== STATED PROBLEM ==
Copy the stretch of the court ruling below from "The Issues and" through "be set aside.", swapping "Review Tribunal" for "Appeal Tribunal" each time it appears.
------ TEXT TO READ ------
The Issues and the Standard of Review
[31]
As I understand Mr. Upshall’s submissions, he cites two reasons why he
says his application should be allowed, and why the decision refusing him leave
to appeal the Review Tribunal’s decision should be set aside.
[32]
Firstly, Mr. Upshall says that the Minister erred in failing to consider
the impact of the Child Rearing Dropout provisions of the Canada Pension
Plan in determining whether or not to proceed with Ms. Hickey’s application
for a division of pension credits. Secondly, Mr. Upshall argues that he has
been the victim of discrimination on the basis of his marital status, contrary
to the provisions of section 15 of the Canadian Charter of Rights and
Freedoms.
[33]
For the reasons that follow, I do not intend to deal with Mr. Upshall’s Charter
argument, and thus do not need to address the issue of the standard of review
to be applied to such questions.
[34]
Insofar as the Minister’s alleged failure to consider the impact of the
Child Rearing Dropout provisions in determining whether or not to proceed with
Ms. Hickey’s application for a division of pension credits is concerned, I am
satisfied that the provisions of the Canada Pension Plan were applied
correctly in this case. As a consequence, I do not have to address the issue
of standard of review.
Mr. Upshall’s Charter Argument
[35]
It is not clear from the record whether Mr. Upshall’s Charter
argument was advanced before the Review Tribunal. It is clear that it was not
referred to in his notice of application for leave to appeal to the Pension
Appeals Board. It is also not clear from Mr. Upshall’s submissions before this
Court whether he seeks to challenge the provisions of the Canada Pension
Plan itself, or whether he simply takes issue with the manner in which the
legislation was applied in this case.
[36]
If it is the former, I cannot entertain his argument, as he has not
served a Notice of Constitutional Question, as required by section 57 of the Federal
Courts Act.
------ DATASET EXTRACT ------
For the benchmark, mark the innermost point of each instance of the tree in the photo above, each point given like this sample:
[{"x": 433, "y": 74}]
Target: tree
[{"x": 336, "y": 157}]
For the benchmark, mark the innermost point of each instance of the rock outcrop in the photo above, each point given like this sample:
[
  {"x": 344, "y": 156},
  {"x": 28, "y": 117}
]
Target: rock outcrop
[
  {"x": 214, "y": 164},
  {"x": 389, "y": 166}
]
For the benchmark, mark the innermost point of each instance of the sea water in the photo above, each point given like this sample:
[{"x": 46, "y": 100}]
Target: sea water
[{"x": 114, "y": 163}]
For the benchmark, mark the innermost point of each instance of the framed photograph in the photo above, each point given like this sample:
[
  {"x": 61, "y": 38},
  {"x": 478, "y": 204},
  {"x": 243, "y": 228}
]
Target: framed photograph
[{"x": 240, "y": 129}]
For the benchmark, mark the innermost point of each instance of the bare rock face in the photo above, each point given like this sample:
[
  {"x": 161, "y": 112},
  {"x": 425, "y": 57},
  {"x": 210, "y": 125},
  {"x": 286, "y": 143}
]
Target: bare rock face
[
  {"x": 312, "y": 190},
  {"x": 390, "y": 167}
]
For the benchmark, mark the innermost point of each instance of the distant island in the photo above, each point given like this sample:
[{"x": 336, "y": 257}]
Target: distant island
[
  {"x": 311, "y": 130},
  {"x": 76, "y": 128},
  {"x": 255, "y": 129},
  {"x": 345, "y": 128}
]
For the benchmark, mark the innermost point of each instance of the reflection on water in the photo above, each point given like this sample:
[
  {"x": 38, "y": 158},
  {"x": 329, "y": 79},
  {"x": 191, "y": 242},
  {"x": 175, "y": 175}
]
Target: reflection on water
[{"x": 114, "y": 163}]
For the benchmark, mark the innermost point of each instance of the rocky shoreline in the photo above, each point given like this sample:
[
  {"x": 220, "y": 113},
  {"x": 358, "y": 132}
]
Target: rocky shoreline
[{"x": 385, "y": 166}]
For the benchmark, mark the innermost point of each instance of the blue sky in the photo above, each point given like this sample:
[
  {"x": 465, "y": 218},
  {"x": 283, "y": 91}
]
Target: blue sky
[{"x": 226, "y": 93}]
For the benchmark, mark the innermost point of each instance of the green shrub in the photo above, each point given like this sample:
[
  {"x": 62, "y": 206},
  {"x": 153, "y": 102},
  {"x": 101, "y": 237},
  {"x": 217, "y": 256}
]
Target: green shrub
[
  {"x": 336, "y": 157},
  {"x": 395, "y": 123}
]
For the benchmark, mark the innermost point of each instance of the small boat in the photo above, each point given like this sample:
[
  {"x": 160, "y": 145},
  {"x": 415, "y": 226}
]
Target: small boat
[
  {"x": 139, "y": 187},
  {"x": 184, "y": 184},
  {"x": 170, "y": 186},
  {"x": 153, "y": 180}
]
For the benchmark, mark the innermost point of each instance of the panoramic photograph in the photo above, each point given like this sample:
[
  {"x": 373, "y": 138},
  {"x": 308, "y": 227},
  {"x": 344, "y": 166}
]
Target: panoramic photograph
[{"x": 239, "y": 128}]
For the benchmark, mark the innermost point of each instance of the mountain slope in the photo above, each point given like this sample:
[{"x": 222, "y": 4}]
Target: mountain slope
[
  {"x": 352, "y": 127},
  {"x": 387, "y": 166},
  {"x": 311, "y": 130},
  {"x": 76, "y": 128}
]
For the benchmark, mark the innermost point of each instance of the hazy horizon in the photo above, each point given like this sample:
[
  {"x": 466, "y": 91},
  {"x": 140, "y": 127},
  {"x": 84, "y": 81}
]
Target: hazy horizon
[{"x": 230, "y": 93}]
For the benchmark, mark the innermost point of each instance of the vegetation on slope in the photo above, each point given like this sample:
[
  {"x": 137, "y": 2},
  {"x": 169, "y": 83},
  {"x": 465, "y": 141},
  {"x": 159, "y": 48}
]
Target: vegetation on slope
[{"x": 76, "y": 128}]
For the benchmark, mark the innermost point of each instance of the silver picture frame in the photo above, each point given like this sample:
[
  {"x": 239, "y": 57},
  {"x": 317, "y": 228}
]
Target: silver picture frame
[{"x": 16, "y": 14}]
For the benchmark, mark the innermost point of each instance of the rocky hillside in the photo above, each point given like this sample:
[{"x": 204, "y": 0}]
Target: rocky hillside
------
== ANSWER TO THE EXERCISE ==
The Issues and the Standard of Review
[31]
As I understand Mr. Upshall’s submissions, he cites two reasons why he
says his application should be allowed, and why the decision refusing him leave
to appeal the Appeal Tribunal’s decision should be set aside.